Exactly the lines below from the one with "Target: helmet on ground" up to and including the one with "Target: limestone rock face" make up the answer, with nothing else added.

» **DATA TO PROCESS**:
====================
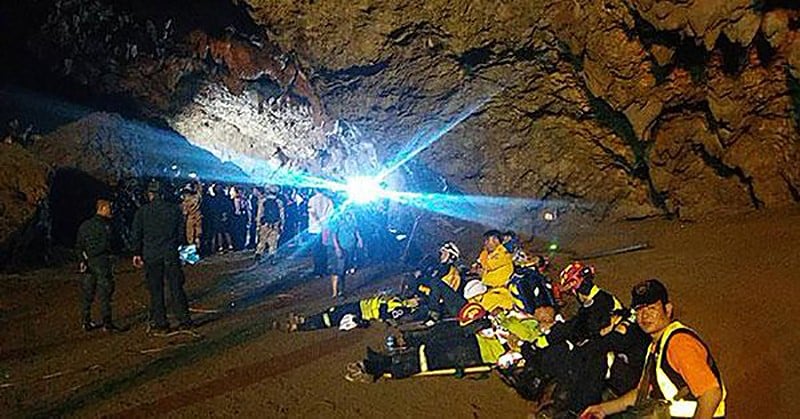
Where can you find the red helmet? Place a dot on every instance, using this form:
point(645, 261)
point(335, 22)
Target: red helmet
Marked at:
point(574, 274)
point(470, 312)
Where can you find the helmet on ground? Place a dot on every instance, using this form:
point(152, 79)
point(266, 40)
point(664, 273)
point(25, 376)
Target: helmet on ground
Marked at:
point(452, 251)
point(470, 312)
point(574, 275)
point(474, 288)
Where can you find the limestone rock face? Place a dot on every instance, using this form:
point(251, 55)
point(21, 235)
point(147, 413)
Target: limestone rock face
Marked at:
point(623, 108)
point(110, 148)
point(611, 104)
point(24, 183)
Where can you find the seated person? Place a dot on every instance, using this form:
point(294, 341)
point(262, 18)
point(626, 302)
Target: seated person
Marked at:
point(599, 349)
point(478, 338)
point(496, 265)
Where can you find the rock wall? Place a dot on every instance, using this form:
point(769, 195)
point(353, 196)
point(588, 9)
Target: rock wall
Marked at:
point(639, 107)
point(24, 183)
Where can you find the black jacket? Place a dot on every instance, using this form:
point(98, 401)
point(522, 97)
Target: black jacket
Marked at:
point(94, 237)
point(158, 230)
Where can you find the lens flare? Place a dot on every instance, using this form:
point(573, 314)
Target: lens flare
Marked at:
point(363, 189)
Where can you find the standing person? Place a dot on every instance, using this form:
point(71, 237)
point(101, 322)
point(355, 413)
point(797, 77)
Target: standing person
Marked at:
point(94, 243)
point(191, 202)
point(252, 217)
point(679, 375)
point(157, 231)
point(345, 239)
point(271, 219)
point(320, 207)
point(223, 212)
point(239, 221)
====================
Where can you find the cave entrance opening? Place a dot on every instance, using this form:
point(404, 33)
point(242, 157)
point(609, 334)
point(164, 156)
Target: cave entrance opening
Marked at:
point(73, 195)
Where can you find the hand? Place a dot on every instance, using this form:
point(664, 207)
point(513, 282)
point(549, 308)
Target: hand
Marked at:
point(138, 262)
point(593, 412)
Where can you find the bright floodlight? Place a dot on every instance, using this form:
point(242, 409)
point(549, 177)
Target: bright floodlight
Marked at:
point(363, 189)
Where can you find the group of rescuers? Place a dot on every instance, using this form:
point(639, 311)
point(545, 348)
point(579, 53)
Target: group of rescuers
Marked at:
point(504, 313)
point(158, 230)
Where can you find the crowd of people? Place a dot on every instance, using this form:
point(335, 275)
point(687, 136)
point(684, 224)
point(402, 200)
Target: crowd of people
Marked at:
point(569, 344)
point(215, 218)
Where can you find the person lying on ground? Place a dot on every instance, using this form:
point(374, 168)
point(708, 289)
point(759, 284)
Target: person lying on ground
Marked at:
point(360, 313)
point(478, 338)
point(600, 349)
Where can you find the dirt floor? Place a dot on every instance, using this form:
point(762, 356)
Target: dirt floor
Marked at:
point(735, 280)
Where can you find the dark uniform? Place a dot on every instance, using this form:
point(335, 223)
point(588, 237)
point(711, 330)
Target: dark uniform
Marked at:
====================
» **SOLUTION FOR THIS PROBLEM**:
Target: helmet on ground
Marked at:
point(452, 251)
point(470, 312)
point(574, 275)
point(474, 288)
Where can you find the limestone rock face? Place a dot on every instance, using this form:
point(251, 55)
point(21, 235)
point(147, 413)
Target: limestone rock face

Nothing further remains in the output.